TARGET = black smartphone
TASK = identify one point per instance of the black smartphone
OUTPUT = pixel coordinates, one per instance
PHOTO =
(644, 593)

§ What you should do: Search the data for "OUTPUT = pixel coordinates, one per instance". Beginning with that line, set down every line through the last exactly.

§ Written solution:
OUTPUT = pixel coordinates, one per instance
PHOTO =
(644, 593)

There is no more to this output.